Task:
Rewrite the entries from the line containing "Target: chipped paint flake" through the end of the entries, both ends included, replacing "gray weathered plank" with "weathered wooden plank" and leaving everything else unchanged.

Exercise data:
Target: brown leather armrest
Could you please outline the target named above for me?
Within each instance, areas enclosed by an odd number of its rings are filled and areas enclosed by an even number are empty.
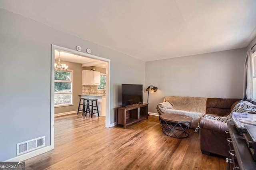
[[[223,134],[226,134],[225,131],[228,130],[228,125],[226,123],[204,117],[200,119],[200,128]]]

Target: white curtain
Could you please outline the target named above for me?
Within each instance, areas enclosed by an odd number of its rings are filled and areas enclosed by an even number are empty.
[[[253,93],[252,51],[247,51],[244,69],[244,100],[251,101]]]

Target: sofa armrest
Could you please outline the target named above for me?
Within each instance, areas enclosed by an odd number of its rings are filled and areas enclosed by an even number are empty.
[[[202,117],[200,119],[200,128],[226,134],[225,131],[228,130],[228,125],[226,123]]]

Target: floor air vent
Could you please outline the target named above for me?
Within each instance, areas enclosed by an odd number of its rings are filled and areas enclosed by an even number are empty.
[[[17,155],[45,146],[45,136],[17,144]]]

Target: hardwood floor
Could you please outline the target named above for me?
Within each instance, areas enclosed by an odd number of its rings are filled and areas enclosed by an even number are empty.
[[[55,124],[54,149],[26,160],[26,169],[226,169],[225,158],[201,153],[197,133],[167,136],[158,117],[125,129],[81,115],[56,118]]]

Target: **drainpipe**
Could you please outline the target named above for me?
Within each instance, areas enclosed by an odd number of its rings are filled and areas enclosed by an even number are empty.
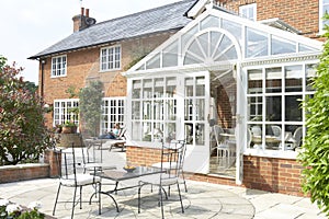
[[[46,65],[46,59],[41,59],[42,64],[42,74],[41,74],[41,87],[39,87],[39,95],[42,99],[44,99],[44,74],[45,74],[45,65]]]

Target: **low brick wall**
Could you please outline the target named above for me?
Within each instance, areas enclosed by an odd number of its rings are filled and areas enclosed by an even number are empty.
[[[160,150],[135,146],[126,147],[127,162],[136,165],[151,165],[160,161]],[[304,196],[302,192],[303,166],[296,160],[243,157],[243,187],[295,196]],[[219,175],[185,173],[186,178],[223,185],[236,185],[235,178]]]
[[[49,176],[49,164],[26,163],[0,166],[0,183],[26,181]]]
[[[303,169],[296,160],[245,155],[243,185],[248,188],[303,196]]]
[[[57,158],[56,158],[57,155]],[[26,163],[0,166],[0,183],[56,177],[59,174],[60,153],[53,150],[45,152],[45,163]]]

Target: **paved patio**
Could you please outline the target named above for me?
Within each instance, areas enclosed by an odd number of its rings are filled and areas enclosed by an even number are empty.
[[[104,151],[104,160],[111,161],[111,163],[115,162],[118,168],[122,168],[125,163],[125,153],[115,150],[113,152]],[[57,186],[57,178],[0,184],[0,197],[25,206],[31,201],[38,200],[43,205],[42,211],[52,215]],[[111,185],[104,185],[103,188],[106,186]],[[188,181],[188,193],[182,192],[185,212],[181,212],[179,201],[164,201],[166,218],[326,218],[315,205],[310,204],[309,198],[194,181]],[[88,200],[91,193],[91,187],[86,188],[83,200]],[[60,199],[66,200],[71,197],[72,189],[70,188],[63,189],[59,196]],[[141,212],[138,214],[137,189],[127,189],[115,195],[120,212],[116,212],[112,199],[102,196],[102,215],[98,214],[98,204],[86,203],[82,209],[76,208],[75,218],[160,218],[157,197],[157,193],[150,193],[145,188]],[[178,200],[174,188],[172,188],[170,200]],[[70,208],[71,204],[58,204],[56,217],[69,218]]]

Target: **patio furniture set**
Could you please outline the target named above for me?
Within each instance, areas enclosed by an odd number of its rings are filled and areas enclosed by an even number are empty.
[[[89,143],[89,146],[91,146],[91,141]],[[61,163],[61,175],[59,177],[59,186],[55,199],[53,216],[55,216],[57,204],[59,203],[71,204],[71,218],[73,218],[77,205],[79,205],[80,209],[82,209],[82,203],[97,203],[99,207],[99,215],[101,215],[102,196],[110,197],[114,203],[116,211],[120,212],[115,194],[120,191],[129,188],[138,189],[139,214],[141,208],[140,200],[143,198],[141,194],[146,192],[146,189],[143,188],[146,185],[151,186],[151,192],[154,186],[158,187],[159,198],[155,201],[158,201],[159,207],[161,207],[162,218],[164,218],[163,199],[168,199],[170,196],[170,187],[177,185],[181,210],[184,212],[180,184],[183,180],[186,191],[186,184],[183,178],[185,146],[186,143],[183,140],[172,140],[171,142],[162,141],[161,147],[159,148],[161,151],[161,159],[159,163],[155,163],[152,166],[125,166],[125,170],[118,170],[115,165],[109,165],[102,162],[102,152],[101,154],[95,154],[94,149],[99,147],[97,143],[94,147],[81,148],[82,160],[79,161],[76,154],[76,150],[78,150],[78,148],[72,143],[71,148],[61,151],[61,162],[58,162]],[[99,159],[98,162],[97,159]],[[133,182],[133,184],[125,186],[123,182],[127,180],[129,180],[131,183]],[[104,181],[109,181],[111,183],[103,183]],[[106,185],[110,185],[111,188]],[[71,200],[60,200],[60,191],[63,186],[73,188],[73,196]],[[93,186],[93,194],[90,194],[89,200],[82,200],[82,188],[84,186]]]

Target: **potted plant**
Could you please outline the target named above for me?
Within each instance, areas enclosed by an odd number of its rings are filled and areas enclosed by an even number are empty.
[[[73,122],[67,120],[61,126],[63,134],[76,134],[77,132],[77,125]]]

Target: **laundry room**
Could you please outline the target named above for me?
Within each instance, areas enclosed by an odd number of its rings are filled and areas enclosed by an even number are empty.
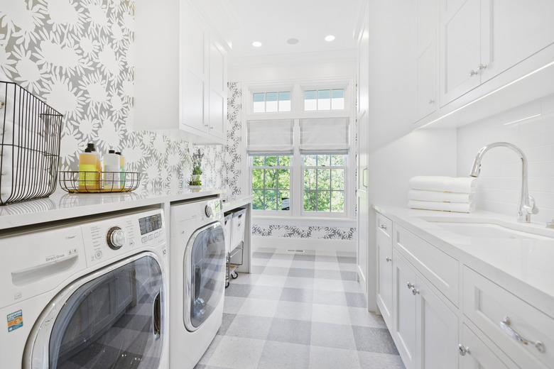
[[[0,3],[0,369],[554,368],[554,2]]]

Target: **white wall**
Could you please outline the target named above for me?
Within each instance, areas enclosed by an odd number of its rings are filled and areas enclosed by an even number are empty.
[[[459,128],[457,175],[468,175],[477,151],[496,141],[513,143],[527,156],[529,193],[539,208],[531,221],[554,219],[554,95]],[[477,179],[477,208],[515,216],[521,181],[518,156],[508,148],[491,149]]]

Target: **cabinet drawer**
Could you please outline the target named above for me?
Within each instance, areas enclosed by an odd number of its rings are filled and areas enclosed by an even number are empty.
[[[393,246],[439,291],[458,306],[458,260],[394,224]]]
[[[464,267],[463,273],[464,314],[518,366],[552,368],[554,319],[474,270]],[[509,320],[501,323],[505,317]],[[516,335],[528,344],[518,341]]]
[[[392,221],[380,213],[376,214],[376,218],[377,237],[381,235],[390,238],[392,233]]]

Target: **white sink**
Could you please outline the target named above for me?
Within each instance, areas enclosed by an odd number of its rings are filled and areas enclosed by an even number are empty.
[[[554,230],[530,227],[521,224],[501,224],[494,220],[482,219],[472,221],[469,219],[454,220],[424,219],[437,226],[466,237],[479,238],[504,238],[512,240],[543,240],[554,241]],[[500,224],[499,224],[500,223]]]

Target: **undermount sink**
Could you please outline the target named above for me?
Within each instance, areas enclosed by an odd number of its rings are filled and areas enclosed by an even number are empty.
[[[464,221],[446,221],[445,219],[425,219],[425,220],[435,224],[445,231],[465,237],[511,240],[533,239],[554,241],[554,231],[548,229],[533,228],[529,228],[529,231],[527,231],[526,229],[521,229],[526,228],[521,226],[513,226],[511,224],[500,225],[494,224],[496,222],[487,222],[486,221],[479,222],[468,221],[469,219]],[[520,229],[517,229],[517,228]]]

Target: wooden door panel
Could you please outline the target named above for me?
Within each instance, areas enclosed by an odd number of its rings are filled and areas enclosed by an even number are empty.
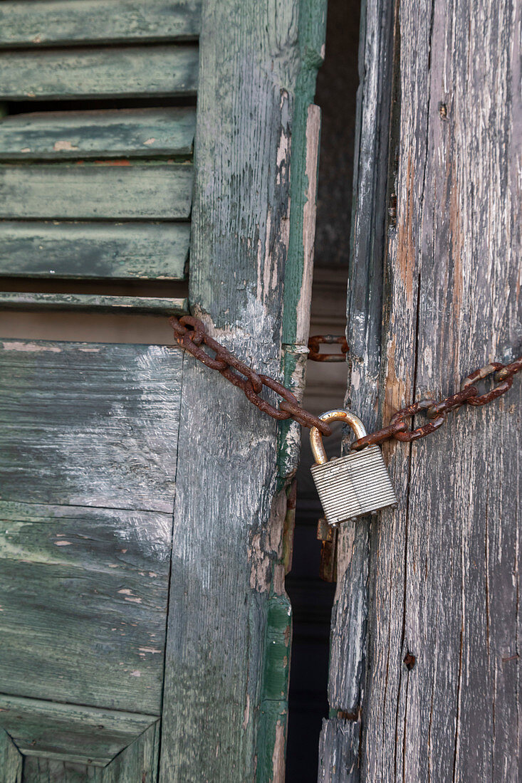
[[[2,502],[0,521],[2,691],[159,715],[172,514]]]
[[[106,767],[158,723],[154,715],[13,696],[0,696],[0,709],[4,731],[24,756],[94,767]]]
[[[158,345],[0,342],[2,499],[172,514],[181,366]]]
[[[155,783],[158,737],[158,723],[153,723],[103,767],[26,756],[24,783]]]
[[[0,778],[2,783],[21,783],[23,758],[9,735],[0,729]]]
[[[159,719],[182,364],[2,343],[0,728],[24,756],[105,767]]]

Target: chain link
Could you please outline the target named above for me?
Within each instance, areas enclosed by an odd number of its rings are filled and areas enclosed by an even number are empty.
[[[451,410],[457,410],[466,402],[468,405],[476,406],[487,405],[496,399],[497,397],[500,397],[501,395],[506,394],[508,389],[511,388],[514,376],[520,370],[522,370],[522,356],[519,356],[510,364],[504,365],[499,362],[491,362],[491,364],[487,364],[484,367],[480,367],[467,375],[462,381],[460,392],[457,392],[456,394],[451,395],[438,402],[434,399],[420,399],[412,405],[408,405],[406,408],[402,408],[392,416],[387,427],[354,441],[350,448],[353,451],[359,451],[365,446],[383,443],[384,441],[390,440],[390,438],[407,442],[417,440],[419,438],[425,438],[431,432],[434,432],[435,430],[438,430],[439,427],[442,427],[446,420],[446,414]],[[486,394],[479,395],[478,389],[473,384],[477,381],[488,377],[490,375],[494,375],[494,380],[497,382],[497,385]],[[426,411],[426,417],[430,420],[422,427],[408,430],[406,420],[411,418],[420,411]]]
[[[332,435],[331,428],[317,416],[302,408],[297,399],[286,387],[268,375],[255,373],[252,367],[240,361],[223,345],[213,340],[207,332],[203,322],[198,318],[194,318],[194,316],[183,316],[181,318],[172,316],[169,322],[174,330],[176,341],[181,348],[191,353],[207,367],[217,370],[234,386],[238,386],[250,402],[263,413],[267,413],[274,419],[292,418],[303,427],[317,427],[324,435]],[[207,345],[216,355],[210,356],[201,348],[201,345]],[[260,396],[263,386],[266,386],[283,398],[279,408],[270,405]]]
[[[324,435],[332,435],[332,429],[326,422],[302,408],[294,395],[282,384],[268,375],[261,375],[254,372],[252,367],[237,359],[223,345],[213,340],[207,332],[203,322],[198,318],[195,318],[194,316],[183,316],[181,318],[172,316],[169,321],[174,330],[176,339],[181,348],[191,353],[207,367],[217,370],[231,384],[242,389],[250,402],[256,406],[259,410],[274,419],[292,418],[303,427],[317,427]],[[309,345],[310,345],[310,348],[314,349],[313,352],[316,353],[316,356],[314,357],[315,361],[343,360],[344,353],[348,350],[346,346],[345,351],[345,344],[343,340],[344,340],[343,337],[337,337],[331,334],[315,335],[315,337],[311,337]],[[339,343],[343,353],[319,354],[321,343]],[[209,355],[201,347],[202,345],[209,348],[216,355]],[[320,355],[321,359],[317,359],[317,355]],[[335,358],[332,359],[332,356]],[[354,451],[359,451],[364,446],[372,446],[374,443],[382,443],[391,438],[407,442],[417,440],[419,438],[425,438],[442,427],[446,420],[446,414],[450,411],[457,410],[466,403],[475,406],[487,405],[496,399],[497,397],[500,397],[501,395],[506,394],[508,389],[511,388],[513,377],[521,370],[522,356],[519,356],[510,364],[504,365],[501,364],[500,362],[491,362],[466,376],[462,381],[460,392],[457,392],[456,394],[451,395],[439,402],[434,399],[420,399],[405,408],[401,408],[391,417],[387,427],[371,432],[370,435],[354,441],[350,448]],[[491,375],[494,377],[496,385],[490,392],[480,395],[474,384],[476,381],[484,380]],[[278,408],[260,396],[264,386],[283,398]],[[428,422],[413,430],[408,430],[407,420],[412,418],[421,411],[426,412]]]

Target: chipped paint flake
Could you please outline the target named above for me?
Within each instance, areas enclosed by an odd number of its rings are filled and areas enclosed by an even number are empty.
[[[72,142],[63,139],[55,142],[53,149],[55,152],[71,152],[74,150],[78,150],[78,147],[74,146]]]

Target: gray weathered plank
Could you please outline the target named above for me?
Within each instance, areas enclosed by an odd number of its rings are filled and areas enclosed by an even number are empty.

Full answer:
Target: chipped paint flake
Could you please outline the target named above for me?
Within each instance, areas enclosed by an odd number of its rings are filled and areas enclosed by an even number are empty.
[[[72,142],[63,139],[55,142],[53,149],[55,152],[71,152],[74,150],[78,150],[78,147],[74,146]]]

Target: weathered wooden plank
Could you please outline the target named above for me?
Within each instance, areas enclosed by an odd number of its rings are filled and areas enclosed by an even number are empty.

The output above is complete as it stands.